# Belge Bölümü:
==============================
Yalnız yürüme, Sendikoop’a gel!

Çalışıp da geçinemiyor, insanca muamele görmüyorsan, işten geriye hayat kalmıyorsa, Sendikoop’a gel! Kendini yalnız ve güçsüz hissediyorsan, dertleşmek ve güçlenmek istiyorsan Sendikoop’a gel! Gel kardeşim, bir çatı, çok omuz, iki sandık, bir düş burası…

Nedir?
Müşterektir. Farklı iş kollarından emekçilerin, kadınların, öğrencilerin, işsizlerin haklarını aramak, korumak ve dayanışmak üzere bir araya geldiği bir oluşumdur. Hem bir sendika hem de bir kooperatif gibi çalışan bir örgütlenme inşa etmeye çalışır. Mevcut sendikal sistemin işkolu ve baraj kısıtlarını, hantallığı ve temsiliyet sorunlarını aşmaya yönelik bir arayıştır.
Saf tutmaktır. Sendikal ve ekonomik işlevler merkezinde olsa da, bir dert ortaklığını oluşturmaya, gündelik hayatları dönüştürmeye aday bir dayanışmadır. İşçi sınıfının pek yan yana gelmeyen farklı gruplarına mensup insanların birlikte inşa edecekleri bir dayanışma ve mücadele zemininin, büyük ve kuşatıcı bir söz ve örneklik üretme potansiyeline sahip olacağına inanır.
Savunmadır. Sözün gücüne inanır, kamusal söz üretmeyi önemser. İşçi sınıfının genelinin çıkarlarını savunmak ve geliştirmek için yapılan siyasete dahil olur. Bu siyaset evvela, çalışma hayatı, sosyal haklar (sağlık, eğitim, barınma, vs.) ve vergi politikaları ile ilgilidir. SENDİKOOP bir siyasal parti değildir. Bir siyasal partiye bağlı da değildir. Salt belli bir siyaseti izleyenlere değil, işçi sınıfının genel çıkarını savunmak isteyen herkese açıktır.

Kimlerindir?
İşçilerindir. Mavi-beyaz diye ayırmadan, emeğiyle geçinen, kaderi ve çıkarı patronlardan yana olmayan, statüsüne bakılmaksızın her emekçinin hak arama, savunma ve dayanışma aracıdır.
Kadınlarındır. Evinde ücretsiz ve / veya işyerinde ücretle çalışan, kadınların örgütüdür. Salt eşit işe eşit ücret ve statü talebinin değil, ev içi emeğin de kıymetlendirilmesi, ayrımcılığın ve şiddetin sonlanması için bir zemindir.
Öğrencilerindir. Mevcut çalışma rejiminde adeta bir sınıfa dönüşen, hakları olan eğitimi alabilmek için esnek, güvencesiz ve düşük ücretli işlere mecbur edilen, işsizlik ve geleceksizlikle boğuşan öğrencilerin de zeminidir. Onlara akademik/sosyal mentorlük, iş hayatına hazırlık, iş hayatında haklarını savunmayı öğrenme, sosyal dayanışma, psikolojik destek gibi imkanlar sağlar. Öğrenciler bu çatı altında kooperatifleşerek ders desteği, lojistik, bakım, uzmanlık hizmeti gibi becerileriyle dayanışmaya katkı verip, emeklerini sömürüsüz arz edebilirler.
==============================
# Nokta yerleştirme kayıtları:
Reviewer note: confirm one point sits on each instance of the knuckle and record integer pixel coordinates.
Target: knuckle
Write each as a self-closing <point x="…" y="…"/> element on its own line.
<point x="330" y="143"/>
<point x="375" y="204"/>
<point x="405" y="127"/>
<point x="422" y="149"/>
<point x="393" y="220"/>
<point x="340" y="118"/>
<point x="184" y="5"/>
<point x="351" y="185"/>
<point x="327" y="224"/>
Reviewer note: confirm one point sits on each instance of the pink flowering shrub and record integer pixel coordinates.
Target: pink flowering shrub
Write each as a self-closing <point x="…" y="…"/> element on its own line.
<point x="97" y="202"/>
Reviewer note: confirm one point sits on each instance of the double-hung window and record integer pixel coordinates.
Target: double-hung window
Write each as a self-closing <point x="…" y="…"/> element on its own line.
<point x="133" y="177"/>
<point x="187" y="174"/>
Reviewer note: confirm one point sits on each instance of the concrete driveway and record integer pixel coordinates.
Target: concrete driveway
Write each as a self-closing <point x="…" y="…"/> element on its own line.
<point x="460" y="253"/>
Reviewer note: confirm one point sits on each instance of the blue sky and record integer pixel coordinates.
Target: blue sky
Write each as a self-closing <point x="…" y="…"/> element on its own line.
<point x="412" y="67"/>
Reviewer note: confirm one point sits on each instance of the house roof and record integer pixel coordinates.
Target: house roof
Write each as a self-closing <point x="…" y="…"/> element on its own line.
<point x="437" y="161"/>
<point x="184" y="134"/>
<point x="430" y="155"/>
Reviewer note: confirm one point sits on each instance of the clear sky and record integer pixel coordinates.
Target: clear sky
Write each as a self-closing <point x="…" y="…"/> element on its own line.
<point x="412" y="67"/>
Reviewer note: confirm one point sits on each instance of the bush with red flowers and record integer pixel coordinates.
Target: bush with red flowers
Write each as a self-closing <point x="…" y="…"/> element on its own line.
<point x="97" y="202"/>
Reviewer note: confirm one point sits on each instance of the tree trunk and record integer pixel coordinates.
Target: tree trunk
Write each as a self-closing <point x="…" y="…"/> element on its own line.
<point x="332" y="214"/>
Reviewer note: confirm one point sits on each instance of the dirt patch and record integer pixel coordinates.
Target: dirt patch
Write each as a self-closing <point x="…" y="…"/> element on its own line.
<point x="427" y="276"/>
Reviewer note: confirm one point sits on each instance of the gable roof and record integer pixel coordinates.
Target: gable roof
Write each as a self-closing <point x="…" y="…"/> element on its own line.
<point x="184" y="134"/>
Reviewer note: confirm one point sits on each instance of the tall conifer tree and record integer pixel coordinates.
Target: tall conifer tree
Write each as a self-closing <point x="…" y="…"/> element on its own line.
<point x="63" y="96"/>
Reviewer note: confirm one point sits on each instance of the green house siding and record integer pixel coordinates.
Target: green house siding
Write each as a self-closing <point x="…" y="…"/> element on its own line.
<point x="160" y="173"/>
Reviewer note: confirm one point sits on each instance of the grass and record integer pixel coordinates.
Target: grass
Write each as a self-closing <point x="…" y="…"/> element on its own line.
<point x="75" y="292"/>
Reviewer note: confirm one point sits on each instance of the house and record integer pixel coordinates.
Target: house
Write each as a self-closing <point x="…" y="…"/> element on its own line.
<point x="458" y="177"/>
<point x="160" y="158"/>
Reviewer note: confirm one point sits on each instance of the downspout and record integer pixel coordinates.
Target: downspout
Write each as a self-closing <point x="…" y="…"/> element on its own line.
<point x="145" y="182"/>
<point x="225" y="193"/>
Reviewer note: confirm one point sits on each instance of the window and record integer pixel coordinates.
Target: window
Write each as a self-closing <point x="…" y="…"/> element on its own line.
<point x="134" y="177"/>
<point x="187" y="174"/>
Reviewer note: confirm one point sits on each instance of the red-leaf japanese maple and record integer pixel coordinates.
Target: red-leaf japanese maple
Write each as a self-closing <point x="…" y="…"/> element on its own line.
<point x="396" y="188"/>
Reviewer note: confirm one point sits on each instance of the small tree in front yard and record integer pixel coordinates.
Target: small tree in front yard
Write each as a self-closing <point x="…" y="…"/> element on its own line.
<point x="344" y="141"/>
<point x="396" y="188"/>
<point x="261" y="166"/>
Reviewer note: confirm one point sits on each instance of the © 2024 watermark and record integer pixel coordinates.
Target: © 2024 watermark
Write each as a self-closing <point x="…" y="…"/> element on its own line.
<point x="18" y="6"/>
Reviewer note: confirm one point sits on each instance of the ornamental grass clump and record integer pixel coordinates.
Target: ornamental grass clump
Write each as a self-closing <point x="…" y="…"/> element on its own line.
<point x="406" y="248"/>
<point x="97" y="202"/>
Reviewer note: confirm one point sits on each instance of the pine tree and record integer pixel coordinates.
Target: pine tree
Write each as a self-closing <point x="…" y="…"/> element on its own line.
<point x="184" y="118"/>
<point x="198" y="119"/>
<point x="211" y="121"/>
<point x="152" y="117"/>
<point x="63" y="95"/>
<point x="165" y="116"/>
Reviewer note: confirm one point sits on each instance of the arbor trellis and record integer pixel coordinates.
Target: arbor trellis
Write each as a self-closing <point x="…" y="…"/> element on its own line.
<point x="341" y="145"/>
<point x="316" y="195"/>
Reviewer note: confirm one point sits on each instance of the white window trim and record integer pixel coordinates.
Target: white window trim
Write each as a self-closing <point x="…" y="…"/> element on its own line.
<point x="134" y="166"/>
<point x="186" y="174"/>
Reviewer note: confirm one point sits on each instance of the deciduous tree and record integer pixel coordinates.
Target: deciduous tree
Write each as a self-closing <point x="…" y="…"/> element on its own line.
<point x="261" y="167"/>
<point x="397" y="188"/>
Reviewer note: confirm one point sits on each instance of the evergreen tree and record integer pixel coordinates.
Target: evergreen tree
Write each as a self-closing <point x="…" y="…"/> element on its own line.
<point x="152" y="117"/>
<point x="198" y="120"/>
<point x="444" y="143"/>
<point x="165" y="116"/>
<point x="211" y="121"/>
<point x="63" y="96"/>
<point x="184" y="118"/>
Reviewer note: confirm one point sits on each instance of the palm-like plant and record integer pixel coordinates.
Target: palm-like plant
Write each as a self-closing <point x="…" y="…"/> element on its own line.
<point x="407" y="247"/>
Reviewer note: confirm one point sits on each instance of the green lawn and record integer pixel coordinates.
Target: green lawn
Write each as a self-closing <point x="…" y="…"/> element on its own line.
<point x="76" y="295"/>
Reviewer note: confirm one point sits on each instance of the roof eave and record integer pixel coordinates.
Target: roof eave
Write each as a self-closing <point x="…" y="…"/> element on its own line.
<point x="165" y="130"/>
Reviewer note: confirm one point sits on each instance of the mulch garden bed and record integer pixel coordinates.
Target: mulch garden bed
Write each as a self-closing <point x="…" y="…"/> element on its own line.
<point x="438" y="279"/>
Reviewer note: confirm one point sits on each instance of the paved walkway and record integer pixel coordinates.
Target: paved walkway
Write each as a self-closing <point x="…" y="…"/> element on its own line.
==============================
# İstenenler:
- a) Sendikoop metnine göre Sendikoop, hem neyin hem de neyin gibi çalışan bir örgütlenme inşa etmeye çalışır?
- b) Sendikoop metninde "Öğrencilerindir. Mevcut çalışma" ile başlayıp "sömürüsüz arz edebilirler." sözlerine kadar süren bölümü, "psikolojik destek" ifadesini "ruhsal destek" ile değiştirerek yeniden yazınız.
Liste, Sendikoop metninden ayrı bir malzemedir.

# Görevlere Göre Yanıtlar:
- a) Hem bir sendika hem de bir kooperatif gibi.

- b)
Öğrencilerindir. Mevcut çalışma rejiminde adeta bir sınıfa dönüşen, hakları olan eğitimi alabilmek için esnek, güvencesiz ve düşük ücretli işlere mecbur edilen, işsizlik ve geleceksizlikle boğuşan öğrencilerin de zeminidir. Onlara akademik/sosyal mentorlük, iş hayatına hazırlık, iş hayatında haklarını savunmayı öğrenme, sosyal dayanışma, ruhsal destek gibi imkanlar sağlar. Öğrenciler bu çatı altında kooperatifleşerek ders desteği, lojistik, bakım, uzmanlık hizmeti gibi becerileriyle dayanışmaya katkı verip, emeklerini sömürüsüz arz edebilirler.